### Stated exercise A:
Find every line in the records below that contains the word "wearing", and copy each of those lines.

[BEGIN Document segment]

How Your Organization Can Stay Secure

Organizations with retirement plans should take the time to review the guidance from the DOL and see how their own retirement plan cybersecurity measures stack up. Regardless of whether an organization followed best practices when a plan was established, being proactive now means going back to service providers and asking questions that align with the guidance, and assessing overall risk based on response. The following action items may help with improving the information security of your benefit plan.

Action Item: Undergo and IT Security Environment Risk Assessment

One highly recommended step organizations with retirement plans may consider would be to undergo a third-party risk assessment focused on the overall IT security environment to review whether online best practices are being followed regarding plan information. Internal and external vulnerability assessments and penetration testing may pinpoint where the organization is most susceptible and provide management with the opportunity to address those vulnerabilities before a cyber incident or event occurs.

[END Document segment]
[BEGIN Data supplied]

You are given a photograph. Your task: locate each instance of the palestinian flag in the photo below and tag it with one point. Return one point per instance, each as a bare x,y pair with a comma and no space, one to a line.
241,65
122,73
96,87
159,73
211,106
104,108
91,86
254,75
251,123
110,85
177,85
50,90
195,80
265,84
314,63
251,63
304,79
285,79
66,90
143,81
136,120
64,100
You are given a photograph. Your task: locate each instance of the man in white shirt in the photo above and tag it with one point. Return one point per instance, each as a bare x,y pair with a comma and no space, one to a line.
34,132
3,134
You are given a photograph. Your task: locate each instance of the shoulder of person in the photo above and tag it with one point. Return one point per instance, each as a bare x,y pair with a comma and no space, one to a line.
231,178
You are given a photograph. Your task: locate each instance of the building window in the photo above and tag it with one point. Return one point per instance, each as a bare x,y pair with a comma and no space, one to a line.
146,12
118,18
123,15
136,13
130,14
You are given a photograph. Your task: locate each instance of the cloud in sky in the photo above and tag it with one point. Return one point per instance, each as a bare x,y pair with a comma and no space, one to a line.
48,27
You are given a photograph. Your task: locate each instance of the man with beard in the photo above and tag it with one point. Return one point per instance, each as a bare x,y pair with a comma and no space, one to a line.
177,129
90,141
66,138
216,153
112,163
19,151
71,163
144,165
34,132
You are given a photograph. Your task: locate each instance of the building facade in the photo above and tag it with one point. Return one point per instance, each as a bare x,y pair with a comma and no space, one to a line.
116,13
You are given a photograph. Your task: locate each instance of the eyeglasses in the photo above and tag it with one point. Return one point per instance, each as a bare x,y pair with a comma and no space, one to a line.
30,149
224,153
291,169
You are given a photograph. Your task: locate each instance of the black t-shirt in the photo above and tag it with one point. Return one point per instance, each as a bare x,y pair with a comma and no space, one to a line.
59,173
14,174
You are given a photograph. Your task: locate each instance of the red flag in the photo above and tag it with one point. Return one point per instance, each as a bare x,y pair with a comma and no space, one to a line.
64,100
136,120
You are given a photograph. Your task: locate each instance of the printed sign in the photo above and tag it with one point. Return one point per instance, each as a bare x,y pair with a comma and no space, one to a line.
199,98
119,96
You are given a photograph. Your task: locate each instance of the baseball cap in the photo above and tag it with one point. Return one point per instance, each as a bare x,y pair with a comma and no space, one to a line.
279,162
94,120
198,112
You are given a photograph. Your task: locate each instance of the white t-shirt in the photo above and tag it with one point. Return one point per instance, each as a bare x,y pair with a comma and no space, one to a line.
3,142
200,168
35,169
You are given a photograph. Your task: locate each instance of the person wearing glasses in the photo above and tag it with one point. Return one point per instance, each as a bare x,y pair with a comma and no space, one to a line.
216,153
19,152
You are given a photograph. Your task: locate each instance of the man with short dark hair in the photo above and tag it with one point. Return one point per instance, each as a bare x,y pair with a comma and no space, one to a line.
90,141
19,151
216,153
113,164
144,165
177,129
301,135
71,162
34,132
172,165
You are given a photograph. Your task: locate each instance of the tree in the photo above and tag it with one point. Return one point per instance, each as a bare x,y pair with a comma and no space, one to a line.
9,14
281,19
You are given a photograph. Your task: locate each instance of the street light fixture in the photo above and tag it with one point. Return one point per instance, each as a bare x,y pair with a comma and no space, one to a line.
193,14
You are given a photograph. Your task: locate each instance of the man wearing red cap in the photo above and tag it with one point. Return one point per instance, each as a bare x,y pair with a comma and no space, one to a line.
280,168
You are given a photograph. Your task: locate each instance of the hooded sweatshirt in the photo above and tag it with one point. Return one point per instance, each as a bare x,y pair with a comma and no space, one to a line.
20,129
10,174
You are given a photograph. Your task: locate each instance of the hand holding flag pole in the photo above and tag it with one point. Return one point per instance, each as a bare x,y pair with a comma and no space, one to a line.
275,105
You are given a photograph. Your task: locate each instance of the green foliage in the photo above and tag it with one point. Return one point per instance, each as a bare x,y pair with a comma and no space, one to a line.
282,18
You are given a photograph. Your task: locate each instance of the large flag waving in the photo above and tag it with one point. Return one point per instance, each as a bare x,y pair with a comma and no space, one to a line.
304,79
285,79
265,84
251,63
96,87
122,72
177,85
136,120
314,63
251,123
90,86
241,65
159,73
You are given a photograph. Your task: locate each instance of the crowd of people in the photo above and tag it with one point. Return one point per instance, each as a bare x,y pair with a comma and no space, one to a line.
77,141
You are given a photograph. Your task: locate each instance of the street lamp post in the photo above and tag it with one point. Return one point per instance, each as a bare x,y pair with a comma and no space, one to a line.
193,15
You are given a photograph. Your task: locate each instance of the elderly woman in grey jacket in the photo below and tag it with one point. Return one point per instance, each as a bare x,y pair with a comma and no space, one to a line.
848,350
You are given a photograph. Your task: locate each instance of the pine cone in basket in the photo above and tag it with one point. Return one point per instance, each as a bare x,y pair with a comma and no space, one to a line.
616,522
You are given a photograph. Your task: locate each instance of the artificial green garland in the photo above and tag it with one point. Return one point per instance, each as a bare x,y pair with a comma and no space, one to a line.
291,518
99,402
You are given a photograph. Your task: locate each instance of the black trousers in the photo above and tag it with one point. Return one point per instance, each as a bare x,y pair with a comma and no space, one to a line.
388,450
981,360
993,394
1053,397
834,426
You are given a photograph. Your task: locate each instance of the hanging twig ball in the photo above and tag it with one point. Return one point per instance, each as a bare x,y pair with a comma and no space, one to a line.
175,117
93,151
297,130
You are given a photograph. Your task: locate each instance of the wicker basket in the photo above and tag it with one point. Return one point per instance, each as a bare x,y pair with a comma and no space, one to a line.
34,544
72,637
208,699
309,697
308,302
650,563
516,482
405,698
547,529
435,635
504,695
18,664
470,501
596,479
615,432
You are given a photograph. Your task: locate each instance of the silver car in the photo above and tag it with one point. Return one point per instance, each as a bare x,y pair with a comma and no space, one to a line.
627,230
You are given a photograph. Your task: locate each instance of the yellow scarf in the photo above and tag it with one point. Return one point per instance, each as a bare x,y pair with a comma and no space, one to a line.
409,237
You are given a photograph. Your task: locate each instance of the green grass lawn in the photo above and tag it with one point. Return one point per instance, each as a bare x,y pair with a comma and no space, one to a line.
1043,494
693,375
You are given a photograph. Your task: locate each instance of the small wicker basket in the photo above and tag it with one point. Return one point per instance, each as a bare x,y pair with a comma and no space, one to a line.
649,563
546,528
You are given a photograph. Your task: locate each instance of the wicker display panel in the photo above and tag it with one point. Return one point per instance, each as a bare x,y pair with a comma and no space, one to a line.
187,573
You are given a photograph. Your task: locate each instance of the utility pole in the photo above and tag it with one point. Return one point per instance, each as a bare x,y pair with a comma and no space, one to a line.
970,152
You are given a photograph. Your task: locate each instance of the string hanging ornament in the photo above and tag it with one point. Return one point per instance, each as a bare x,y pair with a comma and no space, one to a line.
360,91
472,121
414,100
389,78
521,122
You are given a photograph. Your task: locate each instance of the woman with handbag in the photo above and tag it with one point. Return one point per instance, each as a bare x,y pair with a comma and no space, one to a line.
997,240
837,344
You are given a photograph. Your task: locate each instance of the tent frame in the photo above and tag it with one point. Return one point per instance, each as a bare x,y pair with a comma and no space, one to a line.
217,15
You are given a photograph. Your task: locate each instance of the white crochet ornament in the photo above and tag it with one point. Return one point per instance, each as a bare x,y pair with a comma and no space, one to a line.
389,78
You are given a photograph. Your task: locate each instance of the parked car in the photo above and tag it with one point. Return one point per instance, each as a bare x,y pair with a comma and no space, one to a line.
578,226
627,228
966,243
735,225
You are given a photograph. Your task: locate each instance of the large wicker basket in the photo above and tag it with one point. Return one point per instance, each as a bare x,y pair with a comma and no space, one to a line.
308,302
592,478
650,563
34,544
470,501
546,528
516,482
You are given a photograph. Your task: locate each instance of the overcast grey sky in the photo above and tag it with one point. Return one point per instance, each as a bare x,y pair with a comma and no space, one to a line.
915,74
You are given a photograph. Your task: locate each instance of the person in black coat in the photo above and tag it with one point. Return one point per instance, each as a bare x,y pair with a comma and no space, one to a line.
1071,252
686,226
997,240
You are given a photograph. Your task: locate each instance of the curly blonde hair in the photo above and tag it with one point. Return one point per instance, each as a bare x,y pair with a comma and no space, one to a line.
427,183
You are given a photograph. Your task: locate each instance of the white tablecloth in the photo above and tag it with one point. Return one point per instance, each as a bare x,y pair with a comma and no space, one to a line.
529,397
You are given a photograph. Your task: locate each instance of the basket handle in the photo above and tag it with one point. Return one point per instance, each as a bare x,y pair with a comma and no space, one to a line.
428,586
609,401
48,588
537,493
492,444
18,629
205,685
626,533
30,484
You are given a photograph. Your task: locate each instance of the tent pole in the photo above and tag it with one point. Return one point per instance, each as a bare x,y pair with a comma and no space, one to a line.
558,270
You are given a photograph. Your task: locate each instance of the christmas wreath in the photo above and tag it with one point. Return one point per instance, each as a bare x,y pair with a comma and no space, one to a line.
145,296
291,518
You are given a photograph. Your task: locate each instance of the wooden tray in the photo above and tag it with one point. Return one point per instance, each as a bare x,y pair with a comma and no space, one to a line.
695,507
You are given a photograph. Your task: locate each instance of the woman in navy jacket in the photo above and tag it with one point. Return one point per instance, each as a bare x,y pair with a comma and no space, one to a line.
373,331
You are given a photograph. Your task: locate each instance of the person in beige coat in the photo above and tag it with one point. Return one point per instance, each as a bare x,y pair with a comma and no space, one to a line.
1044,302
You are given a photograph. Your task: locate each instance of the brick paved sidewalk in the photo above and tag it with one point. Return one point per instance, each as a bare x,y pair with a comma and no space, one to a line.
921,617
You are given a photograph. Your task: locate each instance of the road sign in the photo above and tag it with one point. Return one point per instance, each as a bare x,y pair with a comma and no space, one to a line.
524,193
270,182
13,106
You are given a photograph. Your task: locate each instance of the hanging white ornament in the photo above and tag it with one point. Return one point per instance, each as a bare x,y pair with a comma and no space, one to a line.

[END Data supplied]

### Stated exercise B:
Proceed with the retirement plan cybersecurity text above, picking up after its final sentence.

### Task response A:
You are given a photograph. Your task: locate each instance of the person wearing glasses in the photo above and tag it with one point. Return one point per instance, each as a bare x,y pair with a comma and no space, one to a line.
You are given a photograph. Your task: locate each instance of the man wearing red cap in the photo above and tag it with one point. Return one point per instance, each as a bare x,y pair with a comma and no space, one to a line.

### Task response B:
Action Item: Cybersecurity Training

Plan participants play a role in cybersecurity. It is never too late to offer security awareness training for participants and employees to educate them on the easy steps they can take to prevent unauthorized access to plan data. Phishing strategies and other attack vectors continue to evolve, so regular training is essential to helping everyone understand the changes in the IT security risk environment.

Action Item: Vendor Risk Assessment

Organizations that use third-party service providers to manage their plan data may consider revisiting their vendor risk policy to evaluate whether a deeper dive or due diligence assessment is needed. Depending on the findings from this analysis, your company may even consider requesting a Systems and Organization Controls (SOC) 2 Type 2 report over the service provider’s applications and/or systems that your organization relies upon.